_DIRECTIVE_
Copy everything from the start of the records down to the line containing "M171 62L129 57L101", putting "rabbit" in place of each "bunny" and leaving the rest unchanged.

_RECORD LIST_
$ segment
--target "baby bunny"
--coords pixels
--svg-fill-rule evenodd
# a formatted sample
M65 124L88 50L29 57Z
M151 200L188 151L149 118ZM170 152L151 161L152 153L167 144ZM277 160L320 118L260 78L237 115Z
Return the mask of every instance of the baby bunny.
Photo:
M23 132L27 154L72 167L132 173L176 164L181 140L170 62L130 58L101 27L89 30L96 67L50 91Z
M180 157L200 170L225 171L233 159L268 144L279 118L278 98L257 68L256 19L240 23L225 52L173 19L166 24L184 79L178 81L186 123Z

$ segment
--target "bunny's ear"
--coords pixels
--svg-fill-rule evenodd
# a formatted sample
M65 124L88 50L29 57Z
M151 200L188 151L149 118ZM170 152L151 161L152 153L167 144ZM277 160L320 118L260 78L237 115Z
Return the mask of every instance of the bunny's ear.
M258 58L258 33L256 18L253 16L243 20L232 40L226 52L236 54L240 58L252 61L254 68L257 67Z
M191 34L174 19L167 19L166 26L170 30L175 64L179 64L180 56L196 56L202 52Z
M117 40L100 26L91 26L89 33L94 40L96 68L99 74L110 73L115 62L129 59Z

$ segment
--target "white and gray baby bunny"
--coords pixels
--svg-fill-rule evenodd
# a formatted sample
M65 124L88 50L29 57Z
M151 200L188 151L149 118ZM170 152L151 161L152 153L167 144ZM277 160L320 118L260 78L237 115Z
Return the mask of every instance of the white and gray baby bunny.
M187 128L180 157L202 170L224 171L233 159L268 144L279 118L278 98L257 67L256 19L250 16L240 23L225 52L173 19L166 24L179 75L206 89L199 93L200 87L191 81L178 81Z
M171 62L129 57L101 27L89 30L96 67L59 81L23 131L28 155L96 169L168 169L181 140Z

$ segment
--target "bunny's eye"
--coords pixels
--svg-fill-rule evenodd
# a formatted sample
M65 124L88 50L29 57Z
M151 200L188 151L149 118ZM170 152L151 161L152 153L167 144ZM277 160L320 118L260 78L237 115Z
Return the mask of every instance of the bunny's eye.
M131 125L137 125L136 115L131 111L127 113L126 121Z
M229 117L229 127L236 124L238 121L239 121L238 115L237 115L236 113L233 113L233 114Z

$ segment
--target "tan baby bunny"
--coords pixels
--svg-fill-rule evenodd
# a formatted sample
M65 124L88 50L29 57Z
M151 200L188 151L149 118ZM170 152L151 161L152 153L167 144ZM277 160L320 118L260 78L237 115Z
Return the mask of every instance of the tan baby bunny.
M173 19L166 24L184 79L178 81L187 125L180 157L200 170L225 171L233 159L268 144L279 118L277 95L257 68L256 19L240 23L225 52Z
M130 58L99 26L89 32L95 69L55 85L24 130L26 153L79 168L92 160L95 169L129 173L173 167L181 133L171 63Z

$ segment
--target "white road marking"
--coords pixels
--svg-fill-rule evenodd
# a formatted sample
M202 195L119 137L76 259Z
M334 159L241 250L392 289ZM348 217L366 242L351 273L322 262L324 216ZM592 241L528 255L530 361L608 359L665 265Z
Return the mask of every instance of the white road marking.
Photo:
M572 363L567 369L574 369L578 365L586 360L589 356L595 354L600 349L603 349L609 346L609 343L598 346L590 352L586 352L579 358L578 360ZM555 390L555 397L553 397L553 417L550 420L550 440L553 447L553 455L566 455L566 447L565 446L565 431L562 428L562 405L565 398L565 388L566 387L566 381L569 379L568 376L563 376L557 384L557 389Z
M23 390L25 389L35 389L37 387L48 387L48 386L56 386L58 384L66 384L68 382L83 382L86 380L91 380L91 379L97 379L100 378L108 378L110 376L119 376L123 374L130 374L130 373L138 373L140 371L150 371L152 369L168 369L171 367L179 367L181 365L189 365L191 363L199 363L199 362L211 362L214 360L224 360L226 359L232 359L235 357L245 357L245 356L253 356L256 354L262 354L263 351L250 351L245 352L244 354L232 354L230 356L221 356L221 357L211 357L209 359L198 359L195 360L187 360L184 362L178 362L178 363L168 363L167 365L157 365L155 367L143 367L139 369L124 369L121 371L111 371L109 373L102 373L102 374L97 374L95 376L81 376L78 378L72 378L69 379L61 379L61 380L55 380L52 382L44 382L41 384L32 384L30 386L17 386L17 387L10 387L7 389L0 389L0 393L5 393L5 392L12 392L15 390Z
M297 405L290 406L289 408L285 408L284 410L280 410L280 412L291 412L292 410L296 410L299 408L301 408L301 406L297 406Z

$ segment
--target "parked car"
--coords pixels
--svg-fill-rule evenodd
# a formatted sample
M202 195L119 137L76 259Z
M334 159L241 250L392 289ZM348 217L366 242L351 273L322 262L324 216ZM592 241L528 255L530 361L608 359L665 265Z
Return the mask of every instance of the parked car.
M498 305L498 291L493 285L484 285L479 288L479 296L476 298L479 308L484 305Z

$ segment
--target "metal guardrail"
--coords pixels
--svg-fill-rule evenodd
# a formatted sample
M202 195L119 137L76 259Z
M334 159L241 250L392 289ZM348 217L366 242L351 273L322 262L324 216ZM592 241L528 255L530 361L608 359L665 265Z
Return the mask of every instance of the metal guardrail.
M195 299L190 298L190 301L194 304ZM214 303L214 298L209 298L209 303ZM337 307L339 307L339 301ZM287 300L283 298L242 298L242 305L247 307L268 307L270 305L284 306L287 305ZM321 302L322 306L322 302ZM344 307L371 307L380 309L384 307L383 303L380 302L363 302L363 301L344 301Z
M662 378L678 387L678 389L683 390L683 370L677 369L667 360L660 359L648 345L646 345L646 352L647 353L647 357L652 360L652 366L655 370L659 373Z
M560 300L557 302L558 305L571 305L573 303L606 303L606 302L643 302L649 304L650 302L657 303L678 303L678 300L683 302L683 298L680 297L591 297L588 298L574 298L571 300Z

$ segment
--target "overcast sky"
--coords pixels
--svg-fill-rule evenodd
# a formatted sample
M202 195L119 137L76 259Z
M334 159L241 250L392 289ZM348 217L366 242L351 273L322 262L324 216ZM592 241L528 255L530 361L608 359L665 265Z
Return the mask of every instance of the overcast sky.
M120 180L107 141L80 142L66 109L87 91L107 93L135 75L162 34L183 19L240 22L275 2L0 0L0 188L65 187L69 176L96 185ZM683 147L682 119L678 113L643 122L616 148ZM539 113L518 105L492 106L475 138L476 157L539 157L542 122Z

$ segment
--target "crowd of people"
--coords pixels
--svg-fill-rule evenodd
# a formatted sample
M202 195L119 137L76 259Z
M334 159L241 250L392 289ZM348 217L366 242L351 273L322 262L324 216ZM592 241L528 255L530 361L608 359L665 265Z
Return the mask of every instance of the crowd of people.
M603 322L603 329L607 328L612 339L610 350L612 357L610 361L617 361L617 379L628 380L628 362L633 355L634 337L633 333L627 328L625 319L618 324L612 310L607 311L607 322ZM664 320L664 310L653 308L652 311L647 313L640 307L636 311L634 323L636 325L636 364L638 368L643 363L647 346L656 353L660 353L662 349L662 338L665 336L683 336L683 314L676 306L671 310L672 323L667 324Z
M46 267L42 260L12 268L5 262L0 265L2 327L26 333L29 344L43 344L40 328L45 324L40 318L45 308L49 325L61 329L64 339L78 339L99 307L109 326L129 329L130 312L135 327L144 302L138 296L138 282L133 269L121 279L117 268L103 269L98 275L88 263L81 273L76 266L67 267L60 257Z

_THE ANSWER_
$ segment
--target "baby rabbit"
--coords pixels
--svg-fill-rule evenodd
# a formatted sample
M65 124L88 50L29 57Z
M151 200L188 151L149 118ZM170 152L151 161L152 153L167 144ZM277 160L320 118L260 78L237 115Z
Return the mask of every instance of the baby rabbit.
Photo:
M23 132L27 154L72 167L132 173L176 164L181 140L170 62L130 58L101 27L89 30L96 67L50 91Z
M180 157L200 170L225 171L233 159L268 144L279 118L278 98L257 68L256 19L240 23L225 52L173 19L166 24L184 79L178 81L186 123Z

$ segment
--target "rabbit's ear"
--coords pixels
--svg-fill-rule evenodd
# a formatted sample
M65 124L88 50L29 57Z
M151 200L188 151L149 118ZM170 152L151 161L152 153L167 144ZM277 160L320 118L260 78L237 115Z
Return the mask of every instance of the rabbit's ear.
M258 58L258 33L256 18L253 16L243 20L232 40L226 52L236 54L240 58L252 61L254 68L257 67Z
M191 34L174 19L167 19L166 26L170 30L175 64L179 64L180 56L196 56L202 52Z
M117 40L100 26L91 26L89 33L94 40L96 68L99 74L110 73L115 62L129 59Z

$ segment
--target "white and gray baby rabbit"
--coords pixels
--svg-fill-rule evenodd
# a formatted sample
M65 124L88 50L29 57Z
M151 200L188 151L149 118ZM170 152L151 161L152 153L167 144ZM277 160L320 118L260 78L237 115Z
Return the mask of every instance of the white and gray baby rabbit.
M187 128L180 157L202 170L224 171L233 159L268 144L279 118L278 98L257 67L256 19L250 16L240 23L225 52L173 19L166 24L179 75L206 89L199 93L200 87L191 81L178 81Z
M171 62L129 57L101 27L89 30L96 67L59 81L23 131L28 155L96 169L168 169L181 140Z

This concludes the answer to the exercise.